● Data rows:
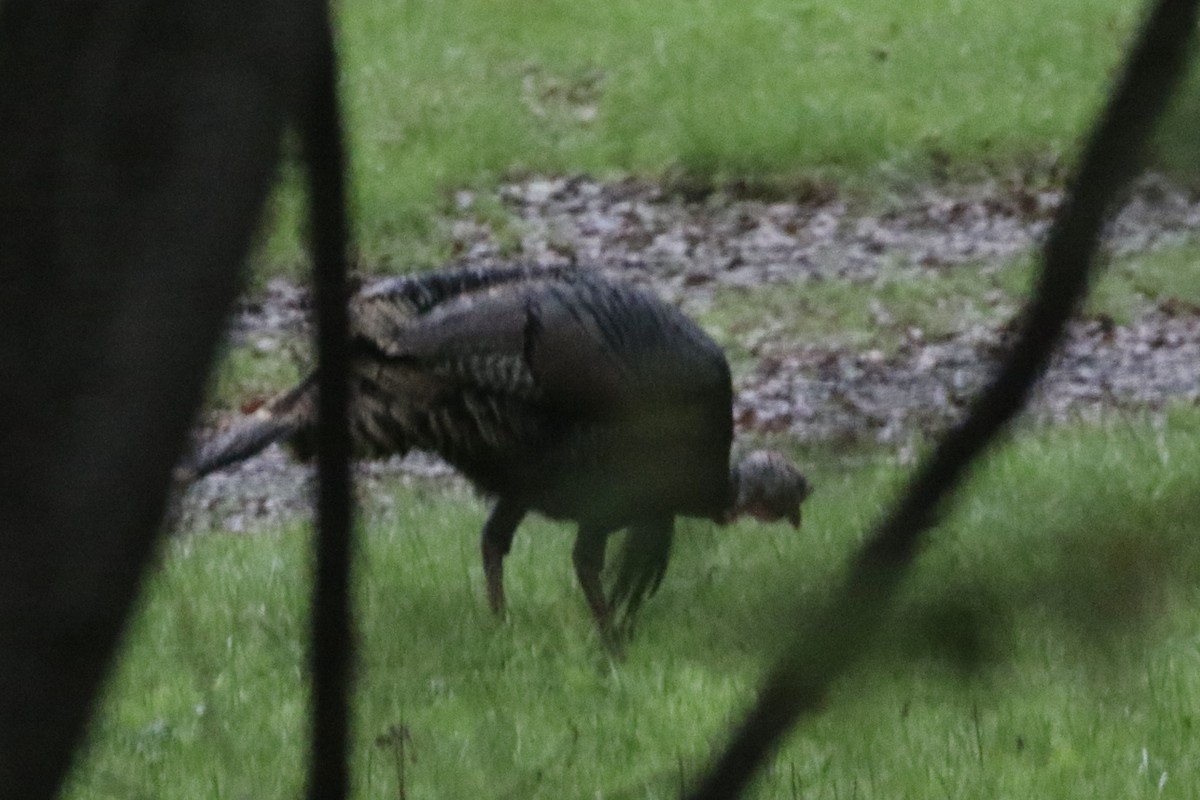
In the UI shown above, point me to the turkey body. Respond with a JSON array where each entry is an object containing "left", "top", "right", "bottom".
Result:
[{"left": 192, "top": 269, "right": 733, "bottom": 630}]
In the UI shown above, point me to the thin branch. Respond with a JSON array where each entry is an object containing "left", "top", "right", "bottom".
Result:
[
  {"left": 302, "top": 4, "right": 354, "bottom": 800},
  {"left": 690, "top": 0, "right": 1198, "bottom": 800}
]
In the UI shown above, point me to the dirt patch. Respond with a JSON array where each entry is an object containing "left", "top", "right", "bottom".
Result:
[{"left": 181, "top": 178, "right": 1200, "bottom": 529}]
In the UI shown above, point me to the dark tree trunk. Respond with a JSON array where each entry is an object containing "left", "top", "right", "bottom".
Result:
[{"left": 0, "top": 0, "right": 307, "bottom": 798}]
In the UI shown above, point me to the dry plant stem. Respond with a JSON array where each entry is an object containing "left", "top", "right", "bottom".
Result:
[
  {"left": 689, "top": 0, "right": 1198, "bottom": 800},
  {"left": 302, "top": 2, "right": 354, "bottom": 800}
]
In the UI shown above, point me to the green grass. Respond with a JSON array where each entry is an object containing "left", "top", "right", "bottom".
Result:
[
  {"left": 248, "top": 0, "right": 1136, "bottom": 272},
  {"left": 66, "top": 408, "right": 1200, "bottom": 799}
]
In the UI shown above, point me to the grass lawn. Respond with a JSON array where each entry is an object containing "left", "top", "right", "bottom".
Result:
[
  {"left": 65, "top": 0, "right": 1200, "bottom": 800},
  {"left": 257, "top": 0, "right": 1142, "bottom": 273},
  {"left": 66, "top": 409, "right": 1200, "bottom": 799}
]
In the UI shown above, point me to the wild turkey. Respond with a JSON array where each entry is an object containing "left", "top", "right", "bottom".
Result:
[{"left": 182, "top": 269, "right": 808, "bottom": 634}]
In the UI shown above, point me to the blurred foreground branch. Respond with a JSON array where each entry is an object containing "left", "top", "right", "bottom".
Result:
[{"left": 689, "top": 0, "right": 1198, "bottom": 800}]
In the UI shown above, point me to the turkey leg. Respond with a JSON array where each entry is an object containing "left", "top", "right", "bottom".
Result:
[{"left": 480, "top": 499, "right": 526, "bottom": 615}]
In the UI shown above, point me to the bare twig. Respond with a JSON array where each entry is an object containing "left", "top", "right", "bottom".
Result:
[
  {"left": 690, "top": 0, "right": 1198, "bottom": 800},
  {"left": 301, "top": 2, "right": 354, "bottom": 800}
]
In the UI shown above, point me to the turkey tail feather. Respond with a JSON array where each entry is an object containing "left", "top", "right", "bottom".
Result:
[{"left": 178, "top": 417, "right": 296, "bottom": 481}]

● Task brief: Gather every line above that includes the word "branch" and copy each one in full.

● Written answer:
In the UI shown above, point me to the thin branch. Respond with a JSON array where each entry is an object containing "left", "top", "right", "bottom".
In the UI shown above, point me to the blurred foreground branch. Respond with a JSON array where each entry is an object containing "left", "top", "right", "bottom".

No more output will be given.